:: ЗАДАНИЯ ::
(a) Проверьте, согласуются ли с фрагментом для чтения утверждения: (i) российский сановник, экономически комфортно обосновавшийся во Франции, сумел войти в среду французского интеллектуального сообщества; (ii) рассказчик-таксист сознательно говорит с клиентами на нормативном французском; (iii) русские, свободно владевшие французским, вызывали у своих только восхищение. Для каждого ответьте «да» или «нет» и приведите решающие слова фрагмента точной цитатой.
(b) Дословно перепишите отрезок фрагмента для чтения от слов «Бывшие русские интеллигенты» до слов «забвении родных истоков.».
(c) Чему, согласно фрагменту для чтения, равносилен разговор на арго для образованного человека, ставшего таксистом в чужой стране?

:: ФРАГМЕНТ ДЛЯ ЧТЕНИЯ ::
══════
Бывшие русские интеллигенты - журналисты, университетские профессора, инженеры - с трудом преодолевали языковой и культурный барьер, несмотря на богатство своих академических знаний. Они не могли общаться на разговорно-просторечном варианте французского языка сначала потому, что просто не владели им активно, а потом, чтобы окончательно не упасть в пространство «парижского дна», чтобы окончательно не утратить мечту об обретении былого социально-культурного статуса. Кроме того, русские, способные свободно говорить на французском языке, вызывали неоднозначную реакцию своих - кто-то ими восхищался, а иные подозревали их в забвении родных истоков.
Некий российский сановник довольно комфортно, в экономическом смысле этого слова, обосновался во Франции. Тем не менее даже ему не удалось «вписаться» в среду французского интеллектуального сообщества - в его речах звучала «политическая беззащитность, облеченная в фонетически торжественные архаизмы» [Газданов 2006, с. 229].
Принято считать, что использование разных стилевых вариантов литературного языка, а для некоторых людей разговорно-бытовой речи, свидетельствует о свободном владении иностранным языком. Но для образованного человека, оказавшегося в силу революционных потрясений таксистом в чужой стране, разговаривать на арго равносильно окончательному «спуску» по социальной лестнице. Вот почему рассказчик таксист (за образом которого стоит сам Газданов) сознательно использует нормативный вариант французского языка в общении с клиентами, пользуясь им как барьером на пути социальной катастрофы. Газданов тем самым невольно подтверждает постулат
лингвиста о взаимосвязанности личности и ее языкового выражения в определенных культурно-исторических условиях: «...выбор "вежливой" или "невежливой" формы и, шире, выбор той или иной формы или конструкции передает не только вкусы отдельных людей, но и языковые навыки отдельных классов общества или всего общества определенного исторического периода. Именно здесь, в в ы -боре структуры коммуникации, обнаруживается сложное взаимодействие сознательного и бессознательного "начал" в процессе языкового общения» [Будагов 1976, с. 136].
В рассказе о ночной жизни Парижа невозможно обойтись без реалий, трудно переводимых на иностранные языки. Мы обратимся непосредственно к парижской топонимике, где, на наш взгляд, она обнаруживает более ярко свое взаимодействие с родной и чужой культурой.
══════
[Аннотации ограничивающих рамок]
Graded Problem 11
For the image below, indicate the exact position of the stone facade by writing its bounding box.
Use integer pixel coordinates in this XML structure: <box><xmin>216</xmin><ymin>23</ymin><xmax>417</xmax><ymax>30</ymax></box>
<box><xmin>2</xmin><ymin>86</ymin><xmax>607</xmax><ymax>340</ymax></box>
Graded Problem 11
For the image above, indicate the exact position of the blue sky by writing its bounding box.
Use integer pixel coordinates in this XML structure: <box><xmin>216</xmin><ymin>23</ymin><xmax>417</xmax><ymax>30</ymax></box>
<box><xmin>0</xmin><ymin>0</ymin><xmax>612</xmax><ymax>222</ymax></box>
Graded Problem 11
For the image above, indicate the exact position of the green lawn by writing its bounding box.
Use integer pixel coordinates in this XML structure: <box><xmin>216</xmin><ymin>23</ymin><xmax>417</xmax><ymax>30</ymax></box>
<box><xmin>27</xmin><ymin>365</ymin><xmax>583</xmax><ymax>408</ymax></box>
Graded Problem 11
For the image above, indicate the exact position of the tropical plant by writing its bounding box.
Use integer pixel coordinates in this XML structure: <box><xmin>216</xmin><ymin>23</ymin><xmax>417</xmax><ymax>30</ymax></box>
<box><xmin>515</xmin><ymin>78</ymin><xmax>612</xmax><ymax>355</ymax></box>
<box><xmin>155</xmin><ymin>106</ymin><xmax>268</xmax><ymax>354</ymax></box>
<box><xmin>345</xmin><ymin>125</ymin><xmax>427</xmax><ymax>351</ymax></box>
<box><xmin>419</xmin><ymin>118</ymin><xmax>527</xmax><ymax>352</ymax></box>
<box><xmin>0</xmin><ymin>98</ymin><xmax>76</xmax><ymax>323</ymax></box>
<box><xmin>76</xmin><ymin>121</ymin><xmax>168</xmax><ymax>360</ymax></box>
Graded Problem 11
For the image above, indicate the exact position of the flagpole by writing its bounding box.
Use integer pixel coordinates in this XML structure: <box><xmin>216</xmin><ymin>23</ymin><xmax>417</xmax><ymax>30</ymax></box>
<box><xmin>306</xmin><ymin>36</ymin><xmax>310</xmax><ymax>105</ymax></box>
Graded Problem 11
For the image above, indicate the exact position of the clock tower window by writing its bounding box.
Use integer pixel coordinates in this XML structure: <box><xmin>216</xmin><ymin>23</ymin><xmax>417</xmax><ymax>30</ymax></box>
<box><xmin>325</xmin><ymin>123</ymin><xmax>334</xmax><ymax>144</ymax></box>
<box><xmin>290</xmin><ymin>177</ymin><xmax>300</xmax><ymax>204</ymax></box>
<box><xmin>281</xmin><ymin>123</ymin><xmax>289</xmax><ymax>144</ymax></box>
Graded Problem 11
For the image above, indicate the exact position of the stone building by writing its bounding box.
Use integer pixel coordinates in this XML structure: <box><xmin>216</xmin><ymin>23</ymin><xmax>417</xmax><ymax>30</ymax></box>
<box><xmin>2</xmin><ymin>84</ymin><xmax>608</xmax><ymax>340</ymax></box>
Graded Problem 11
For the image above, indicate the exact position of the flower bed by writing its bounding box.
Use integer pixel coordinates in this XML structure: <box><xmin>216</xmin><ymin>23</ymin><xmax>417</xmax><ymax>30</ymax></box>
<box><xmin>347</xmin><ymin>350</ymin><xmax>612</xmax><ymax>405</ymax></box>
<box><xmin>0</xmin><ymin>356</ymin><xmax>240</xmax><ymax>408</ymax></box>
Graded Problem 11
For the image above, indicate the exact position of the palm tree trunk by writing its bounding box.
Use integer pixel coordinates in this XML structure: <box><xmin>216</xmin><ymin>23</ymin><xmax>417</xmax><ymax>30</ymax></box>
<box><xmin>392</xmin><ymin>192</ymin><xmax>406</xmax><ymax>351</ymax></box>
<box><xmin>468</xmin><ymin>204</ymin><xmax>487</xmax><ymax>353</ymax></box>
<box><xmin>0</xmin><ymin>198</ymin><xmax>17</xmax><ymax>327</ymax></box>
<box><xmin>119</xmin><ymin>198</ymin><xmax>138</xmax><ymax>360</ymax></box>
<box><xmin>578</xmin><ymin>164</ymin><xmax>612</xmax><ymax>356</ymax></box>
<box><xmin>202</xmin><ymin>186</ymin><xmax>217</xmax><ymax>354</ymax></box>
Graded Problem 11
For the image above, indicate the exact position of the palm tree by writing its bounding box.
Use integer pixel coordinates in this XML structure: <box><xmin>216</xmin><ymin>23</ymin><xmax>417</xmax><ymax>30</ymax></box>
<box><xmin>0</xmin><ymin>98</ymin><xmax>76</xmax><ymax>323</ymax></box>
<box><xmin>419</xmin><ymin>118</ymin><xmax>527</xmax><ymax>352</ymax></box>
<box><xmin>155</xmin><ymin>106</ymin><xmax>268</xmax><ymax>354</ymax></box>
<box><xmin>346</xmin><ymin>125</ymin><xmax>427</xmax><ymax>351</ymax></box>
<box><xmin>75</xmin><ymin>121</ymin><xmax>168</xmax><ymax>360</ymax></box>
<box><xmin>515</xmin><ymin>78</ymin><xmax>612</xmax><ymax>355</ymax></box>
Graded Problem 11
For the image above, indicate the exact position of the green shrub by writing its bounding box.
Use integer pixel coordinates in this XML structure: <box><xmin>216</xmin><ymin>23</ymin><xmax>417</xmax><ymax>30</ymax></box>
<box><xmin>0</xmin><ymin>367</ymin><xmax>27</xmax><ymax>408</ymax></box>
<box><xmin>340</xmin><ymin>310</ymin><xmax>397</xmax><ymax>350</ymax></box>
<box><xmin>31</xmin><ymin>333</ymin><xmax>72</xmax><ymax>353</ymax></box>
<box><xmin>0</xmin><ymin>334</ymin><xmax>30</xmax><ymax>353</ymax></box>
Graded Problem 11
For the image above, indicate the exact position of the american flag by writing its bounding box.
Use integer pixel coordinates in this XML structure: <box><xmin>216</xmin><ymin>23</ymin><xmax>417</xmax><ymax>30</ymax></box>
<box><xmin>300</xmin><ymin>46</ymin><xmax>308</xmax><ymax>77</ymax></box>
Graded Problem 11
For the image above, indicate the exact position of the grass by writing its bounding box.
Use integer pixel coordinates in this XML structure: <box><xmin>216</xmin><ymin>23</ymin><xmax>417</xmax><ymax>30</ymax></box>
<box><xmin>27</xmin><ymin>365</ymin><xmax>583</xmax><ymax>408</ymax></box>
══════
:: РЕШЁННЫЕ ЗАДАЧИ ::
(a)
(i) Нет: «Тем не менее даже ему не удалось».
(ii) Да: «сознательно использует нормативный вариант французского языка в общении с клиентами».
(iii) Нет: «кто-то ими восхищался, а иные подозревали их в забвении родных истоков».

(b)
Бывшие русские интеллигенты - журналисты, университетские профессора, инженеры - с трудом преодолевали языковой и культурный барьер, несмотря на богатство своих академических знаний. Они не могли общаться на разговорно-просторечном варианте французского языка сначала потому, что просто не владели им активно, а потом, чтобы окончательно не упасть в пространство «парижского дна», чтобы окончательно не утратить мечту об обретении былого социально-культурного статуса. Кроме того, русские, способные свободно говорить на французском языке, вызывали неоднозначную реакцию своих - кто-то ими восхищался, а иные подозревали их в забвении родных истоков.

(c) Окончательному «спуску» по социальной лестнице.